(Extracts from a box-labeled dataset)

========================================================================

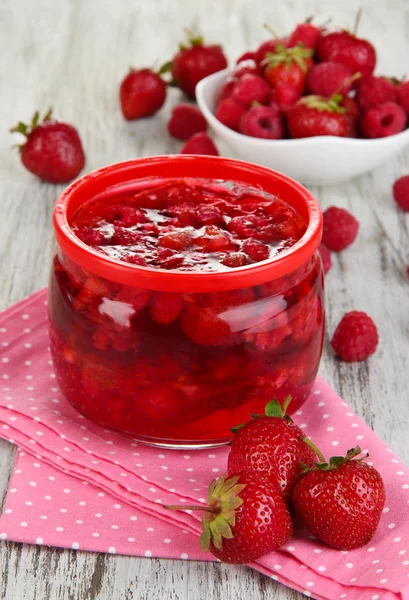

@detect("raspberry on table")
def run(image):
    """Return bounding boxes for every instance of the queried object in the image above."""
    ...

[322,206,359,252]
[393,175,409,212]
[331,310,379,362]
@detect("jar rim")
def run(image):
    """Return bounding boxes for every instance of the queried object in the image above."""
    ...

[53,154,323,292]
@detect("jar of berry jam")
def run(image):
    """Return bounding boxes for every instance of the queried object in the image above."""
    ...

[48,155,324,448]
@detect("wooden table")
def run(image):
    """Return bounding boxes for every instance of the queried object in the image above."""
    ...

[0,0,409,600]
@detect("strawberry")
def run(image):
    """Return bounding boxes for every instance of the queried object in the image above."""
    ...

[119,69,166,121]
[10,109,85,183]
[292,440,385,550]
[287,95,349,138]
[316,31,376,76]
[165,473,293,564]
[227,396,317,502]
[167,36,227,99]
[262,44,314,94]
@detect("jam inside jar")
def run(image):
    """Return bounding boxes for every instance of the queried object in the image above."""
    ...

[48,156,324,448]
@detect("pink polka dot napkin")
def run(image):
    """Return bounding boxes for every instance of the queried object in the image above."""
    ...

[0,290,409,600]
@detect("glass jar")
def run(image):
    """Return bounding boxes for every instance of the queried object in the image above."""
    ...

[48,155,324,448]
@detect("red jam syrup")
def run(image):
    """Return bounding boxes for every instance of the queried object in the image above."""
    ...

[49,179,324,446]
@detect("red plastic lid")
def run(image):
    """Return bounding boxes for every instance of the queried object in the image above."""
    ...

[53,155,322,292]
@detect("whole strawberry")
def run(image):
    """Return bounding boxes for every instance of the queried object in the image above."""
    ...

[292,444,385,550]
[11,109,85,183]
[119,69,166,121]
[171,36,227,99]
[166,473,293,564]
[287,95,349,138]
[227,397,317,502]
[261,44,314,94]
[316,31,376,76]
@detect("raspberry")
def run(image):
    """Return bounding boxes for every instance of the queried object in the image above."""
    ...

[393,175,409,211]
[215,98,246,131]
[396,81,409,113]
[168,104,207,140]
[331,310,379,362]
[319,244,332,275]
[232,73,271,106]
[322,206,359,252]
[221,252,247,269]
[307,62,352,98]
[361,102,407,138]
[356,75,397,110]
[239,106,284,140]
[241,239,270,262]
[180,133,219,156]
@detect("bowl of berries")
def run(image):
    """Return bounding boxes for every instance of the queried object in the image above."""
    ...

[196,23,409,185]
[48,155,324,448]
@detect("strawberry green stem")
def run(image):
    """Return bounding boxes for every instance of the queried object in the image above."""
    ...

[301,435,325,463]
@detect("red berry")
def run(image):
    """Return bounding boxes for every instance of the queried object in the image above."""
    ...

[307,62,352,98]
[119,69,166,120]
[215,98,246,131]
[172,37,227,99]
[180,132,219,156]
[11,110,85,183]
[396,81,409,114]
[168,104,207,140]
[392,175,409,211]
[227,400,317,502]
[356,75,397,110]
[331,310,379,362]
[190,473,293,564]
[361,102,407,138]
[239,106,284,140]
[292,446,385,550]
[232,73,271,106]
[287,96,349,138]
[319,244,332,275]
[316,31,376,76]
[322,206,359,252]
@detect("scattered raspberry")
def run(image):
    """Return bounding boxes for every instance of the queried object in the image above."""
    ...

[331,310,379,362]
[307,62,353,98]
[215,98,246,131]
[319,244,332,275]
[168,104,207,140]
[239,106,284,140]
[322,206,359,252]
[232,73,271,106]
[356,75,397,110]
[180,132,219,156]
[390,175,409,212]
[361,102,407,138]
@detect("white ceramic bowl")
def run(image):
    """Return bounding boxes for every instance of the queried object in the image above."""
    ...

[196,69,409,185]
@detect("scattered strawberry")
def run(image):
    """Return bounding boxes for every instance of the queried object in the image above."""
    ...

[165,473,293,564]
[322,206,359,252]
[232,73,271,106]
[227,397,317,502]
[331,310,379,362]
[393,175,409,212]
[168,36,227,99]
[316,31,376,76]
[356,75,397,110]
[287,96,349,138]
[119,69,166,120]
[239,106,285,140]
[319,244,332,275]
[360,102,407,138]
[307,62,353,98]
[11,109,85,183]
[292,443,385,550]
[180,132,219,156]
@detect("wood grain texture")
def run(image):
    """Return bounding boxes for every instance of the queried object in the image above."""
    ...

[0,0,409,600]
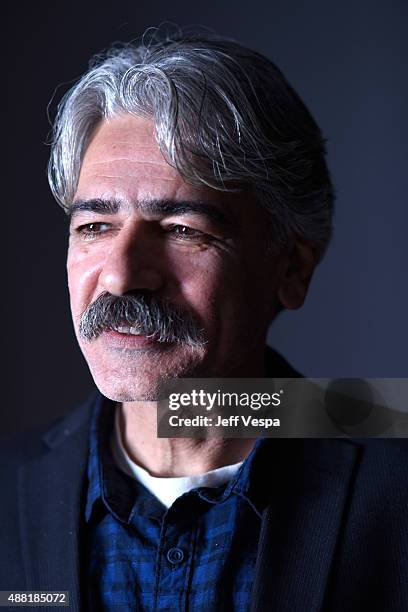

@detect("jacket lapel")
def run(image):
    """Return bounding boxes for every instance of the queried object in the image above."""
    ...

[251,439,358,612]
[18,397,97,610]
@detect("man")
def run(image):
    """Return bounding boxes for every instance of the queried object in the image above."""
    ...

[2,36,408,612]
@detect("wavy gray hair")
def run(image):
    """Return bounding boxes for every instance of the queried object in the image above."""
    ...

[48,35,334,257]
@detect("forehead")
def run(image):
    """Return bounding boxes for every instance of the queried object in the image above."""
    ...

[75,114,269,227]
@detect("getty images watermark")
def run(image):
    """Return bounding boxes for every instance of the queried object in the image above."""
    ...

[158,378,408,438]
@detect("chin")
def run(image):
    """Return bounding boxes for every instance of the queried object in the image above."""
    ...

[87,348,209,402]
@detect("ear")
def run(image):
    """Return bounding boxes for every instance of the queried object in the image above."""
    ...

[277,238,318,310]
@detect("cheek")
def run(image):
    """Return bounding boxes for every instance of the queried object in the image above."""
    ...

[67,249,101,317]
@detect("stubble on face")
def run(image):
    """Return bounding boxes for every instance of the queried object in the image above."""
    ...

[67,117,284,401]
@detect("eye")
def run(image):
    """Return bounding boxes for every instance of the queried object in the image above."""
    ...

[166,224,209,240]
[75,221,109,239]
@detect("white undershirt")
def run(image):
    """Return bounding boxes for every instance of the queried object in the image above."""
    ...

[111,407,242,508]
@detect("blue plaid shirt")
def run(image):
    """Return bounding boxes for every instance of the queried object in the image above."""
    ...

[86,399,271,612]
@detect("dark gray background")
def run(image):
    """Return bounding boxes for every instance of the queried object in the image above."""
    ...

[2,0,408,434]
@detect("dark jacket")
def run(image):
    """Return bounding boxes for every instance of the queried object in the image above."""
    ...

[0,356,408,612]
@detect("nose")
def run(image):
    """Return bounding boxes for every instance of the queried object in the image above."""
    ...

[99,221,164,296]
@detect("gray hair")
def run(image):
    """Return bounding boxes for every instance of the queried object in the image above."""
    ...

[48,35,334,257]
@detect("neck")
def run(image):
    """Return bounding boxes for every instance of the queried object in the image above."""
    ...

[119,348,266,477]
[119,402,255,477]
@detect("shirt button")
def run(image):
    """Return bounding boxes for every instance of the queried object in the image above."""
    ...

[167,548,184,564]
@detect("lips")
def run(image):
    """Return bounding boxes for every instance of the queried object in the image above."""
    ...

[113,325,145,336]
[100,326,169,350]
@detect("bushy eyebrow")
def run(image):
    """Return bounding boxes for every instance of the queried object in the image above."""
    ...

[67,198,236,229]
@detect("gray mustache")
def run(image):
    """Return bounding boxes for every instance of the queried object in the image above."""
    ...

[79,292,205,347]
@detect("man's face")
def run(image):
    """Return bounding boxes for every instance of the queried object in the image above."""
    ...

[67,115,283,401]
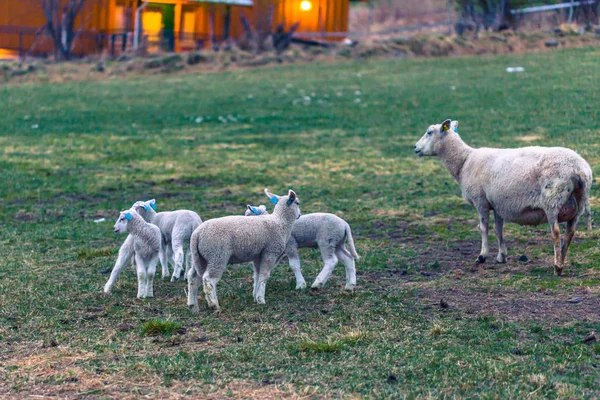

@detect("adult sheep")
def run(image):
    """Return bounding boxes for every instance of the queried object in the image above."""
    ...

[414,119,592,275]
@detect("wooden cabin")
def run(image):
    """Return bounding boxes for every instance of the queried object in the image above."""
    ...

[0,0,349,58]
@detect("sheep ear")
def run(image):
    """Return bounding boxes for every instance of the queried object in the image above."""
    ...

[440,119,452,132]
[265,189,279,204]
[450,121,458,133]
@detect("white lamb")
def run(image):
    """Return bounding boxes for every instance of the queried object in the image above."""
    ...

[133,199,202,282]
[414,119,592,275]
[245,204,360,291]
[104,208,161,299]
[188,189,300,312]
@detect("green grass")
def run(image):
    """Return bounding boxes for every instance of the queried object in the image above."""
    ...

[0,48,600,398]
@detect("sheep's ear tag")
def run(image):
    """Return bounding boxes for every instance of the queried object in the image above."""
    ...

[442,121,450,132]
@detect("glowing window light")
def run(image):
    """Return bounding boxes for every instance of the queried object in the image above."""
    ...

[300,0,312,11]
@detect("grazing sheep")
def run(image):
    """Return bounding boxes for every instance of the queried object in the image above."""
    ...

[244,205,360,290]
[414,119,592,275]
[104,208,161,299]
[188,189,300,312]
[133,199,202,282]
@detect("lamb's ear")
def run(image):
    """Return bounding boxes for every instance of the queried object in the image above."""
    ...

[450,121,458,133]
[265,189,279,204]
[440,119,452,134]
[287,189,296,206]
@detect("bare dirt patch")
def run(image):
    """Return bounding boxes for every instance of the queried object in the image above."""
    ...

[418,288,600,325]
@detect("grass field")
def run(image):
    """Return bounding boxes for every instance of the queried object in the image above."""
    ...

[0,48,600,398]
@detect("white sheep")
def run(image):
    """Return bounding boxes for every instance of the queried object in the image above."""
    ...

[133,199,202,282]
[245,204,360,291]
[188,189,300,312]
[104,208,161,299]
[414,119,592,275]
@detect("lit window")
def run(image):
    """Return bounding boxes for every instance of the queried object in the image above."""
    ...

[300,0,312,11]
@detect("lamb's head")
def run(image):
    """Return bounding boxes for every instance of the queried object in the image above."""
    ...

[265,189,301,221]
[131,199,156,219]
[244,204,269,217]
[113,208,136,233]
[414,119,458,157]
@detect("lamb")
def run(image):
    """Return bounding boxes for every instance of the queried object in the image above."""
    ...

[414,119,592,275]
[104,208,161,299]
[187,189,300,312]
[245,204,360,291]
[133,199,202,282]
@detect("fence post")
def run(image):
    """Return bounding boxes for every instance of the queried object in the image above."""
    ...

[19,31,23,58]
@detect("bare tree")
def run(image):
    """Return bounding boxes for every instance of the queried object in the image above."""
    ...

[41,0,93,60]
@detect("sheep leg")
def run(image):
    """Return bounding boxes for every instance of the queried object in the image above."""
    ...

[145,257,158,297]
[310,245,338,289]
[187,253,206,313]
[335,245,356,291]
[158,243,169,279]
[202,261,227,311]
[287,248,306,290]
[171,236,183,282]
[254,254,281,304]
[548,217,564,276]
[560,217,578,266]
[252,261,260,299]
[476,208,490,264]
[494,211,508,264]
[104,236,134,294]
[135,255,147,299]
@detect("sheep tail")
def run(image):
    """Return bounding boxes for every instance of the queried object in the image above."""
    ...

[346,224,360,260]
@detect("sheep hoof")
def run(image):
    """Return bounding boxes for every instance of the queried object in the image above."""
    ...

[554,265,565,276]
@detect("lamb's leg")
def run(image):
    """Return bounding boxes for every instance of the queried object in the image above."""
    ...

[548,216,564,275]
[145,257,158,297]
[135,254,147,299]
[158,243,170,279]
[560,217,578,267]
[286,247,306,290]
[310,243,338,289]
[171,235,183,282]
[335,244,356,291]
[494,211,508,264]
[254,253,280,304]
[104,236,134,294]
[202,257,229,311]
[476,208,490,264]
[187,268,202,313]
[184,249,192,280]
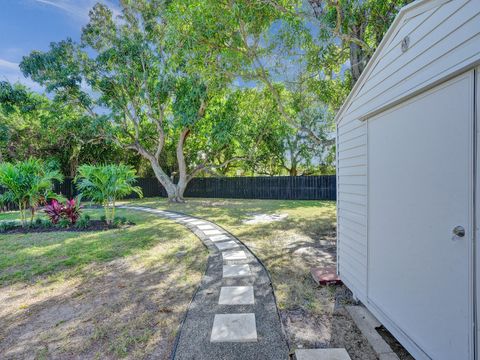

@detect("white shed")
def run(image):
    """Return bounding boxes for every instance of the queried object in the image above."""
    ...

[337,0,480,360]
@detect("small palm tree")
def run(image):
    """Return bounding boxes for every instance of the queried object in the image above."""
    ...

[0,158,63,226]
[75,164,143,224]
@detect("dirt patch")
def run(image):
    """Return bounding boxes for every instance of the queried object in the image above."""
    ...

[276,232,377,360]
[243,214,288,224]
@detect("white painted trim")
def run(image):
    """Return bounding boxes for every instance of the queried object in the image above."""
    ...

[335,0,451,123]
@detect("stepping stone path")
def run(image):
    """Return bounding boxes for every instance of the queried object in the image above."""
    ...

[122,206,289,360]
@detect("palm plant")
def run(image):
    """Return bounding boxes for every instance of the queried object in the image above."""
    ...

[75,164,143,224]
[0,158,63,226]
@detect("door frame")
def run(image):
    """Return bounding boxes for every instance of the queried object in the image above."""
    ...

[363,67,480,360]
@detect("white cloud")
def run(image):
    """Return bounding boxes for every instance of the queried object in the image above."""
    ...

[33,0,120,23]
[0,59,19,71]
[0,58,43,92]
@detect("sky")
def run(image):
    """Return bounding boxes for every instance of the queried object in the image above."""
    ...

[0,0,117,91]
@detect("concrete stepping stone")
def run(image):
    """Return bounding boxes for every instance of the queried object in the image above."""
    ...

[222,250,247,261]
[295,348,351,360]
[198,225,215,230]
[215,240,238,251]
[223,264,252,278]
[218,286,255,305]
[210,313,257,342]
[210,234,232,242]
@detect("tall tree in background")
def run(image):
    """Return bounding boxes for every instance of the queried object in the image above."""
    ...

[0,81,119,177]
[308,0,413,83]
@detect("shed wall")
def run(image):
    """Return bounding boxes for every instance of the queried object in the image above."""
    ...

[337,0,480,303]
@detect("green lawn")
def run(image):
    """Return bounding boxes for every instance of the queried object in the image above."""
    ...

[0,198,374,359]
[0,209,207,359]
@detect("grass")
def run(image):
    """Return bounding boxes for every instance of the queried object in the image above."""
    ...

[0,209,207,359]
[124,198,375,360]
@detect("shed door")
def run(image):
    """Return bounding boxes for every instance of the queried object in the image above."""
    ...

[368,71,474,360]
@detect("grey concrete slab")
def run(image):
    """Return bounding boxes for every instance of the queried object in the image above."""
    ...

[215,240,239,251]
[203,230,223,236]
[223,264,252,278]
[210,313,257,342]
[125,206,290,360]
[295,348,351,360]
[209,234,232,242]
[218,286,255,305]
[345,306,398,360]
[184,218,198,223]
[222,250,247,261]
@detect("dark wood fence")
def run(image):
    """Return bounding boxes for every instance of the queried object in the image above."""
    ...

[0,175,336,210]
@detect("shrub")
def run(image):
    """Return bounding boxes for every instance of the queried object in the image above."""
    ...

[75,215,90,229]
[75,164,142,224]
[62,198,80,225]
[0,158,63,226]
[57,219,70,228]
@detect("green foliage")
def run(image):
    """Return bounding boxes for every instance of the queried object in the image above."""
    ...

[56,218,71,229]
[75,164,142,224]
[75,215,90,229]
[0,158,63,226]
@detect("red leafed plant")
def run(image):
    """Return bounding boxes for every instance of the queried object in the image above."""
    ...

[43,200,64,224]
[43,199,80,225]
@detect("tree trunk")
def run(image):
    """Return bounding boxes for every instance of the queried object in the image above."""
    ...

[173,129,190,203]
[150,158,179,202]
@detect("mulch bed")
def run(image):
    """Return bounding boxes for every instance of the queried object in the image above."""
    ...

[0,220,135,234]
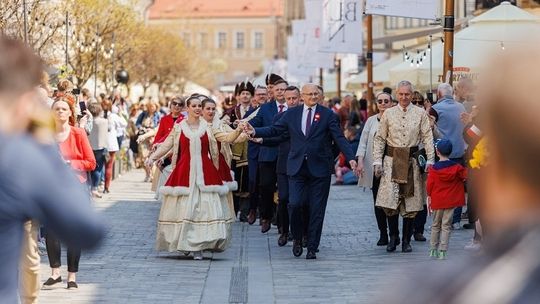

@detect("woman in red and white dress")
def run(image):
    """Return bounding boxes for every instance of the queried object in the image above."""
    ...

[148,97,241,260]
[202,98,248,218]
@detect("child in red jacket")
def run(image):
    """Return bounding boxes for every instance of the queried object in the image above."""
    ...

[427,139,467,260]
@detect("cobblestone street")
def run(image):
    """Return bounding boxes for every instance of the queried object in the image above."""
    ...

[40,171,472,303]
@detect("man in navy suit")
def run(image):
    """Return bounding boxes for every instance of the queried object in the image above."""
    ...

[242,86,268,225]
[249,80,288,233]
[241,84,356,259]
[253,86,309,247]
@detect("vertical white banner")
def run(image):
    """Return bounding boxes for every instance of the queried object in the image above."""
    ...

[366,0,442,20]
[319,0,363,54]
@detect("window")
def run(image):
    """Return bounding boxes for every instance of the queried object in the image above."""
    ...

[217,32,227,49]
[199,33,208,49]
[236,32,246,49]
[253,32,263,50]
[182,33,191,47]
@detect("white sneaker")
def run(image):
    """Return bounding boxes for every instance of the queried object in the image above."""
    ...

[464,241,482,251]
[193,251,203,260]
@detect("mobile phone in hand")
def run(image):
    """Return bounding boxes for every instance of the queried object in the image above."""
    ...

[79,101,86,115]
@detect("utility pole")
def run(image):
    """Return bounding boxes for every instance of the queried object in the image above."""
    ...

[336,58,341,99]
[443,0,454,85]
[366,15,374,117]
[111,33,116,89]
[23,0,28,44]
[66,10,69,67]
[428,35,433,94]
[94,26,99,99]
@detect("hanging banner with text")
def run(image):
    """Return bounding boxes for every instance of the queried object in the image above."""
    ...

[319,0,363,54]
[366,0,442,20]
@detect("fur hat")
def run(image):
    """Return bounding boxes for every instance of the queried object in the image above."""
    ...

[265,74,284,85]
[234,81,255,96]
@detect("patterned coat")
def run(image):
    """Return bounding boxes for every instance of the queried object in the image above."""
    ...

[373,103,435,213]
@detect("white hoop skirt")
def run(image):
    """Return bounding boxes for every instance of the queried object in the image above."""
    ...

========================================================================

■ **Task**
From the listing above, pick out every line containing the word "gray" and copy each one.

■ **The answer**
@detect("wavy gray hair")
@detect("dark gray background")
@detect("gray hair")
@detect("gray mustache")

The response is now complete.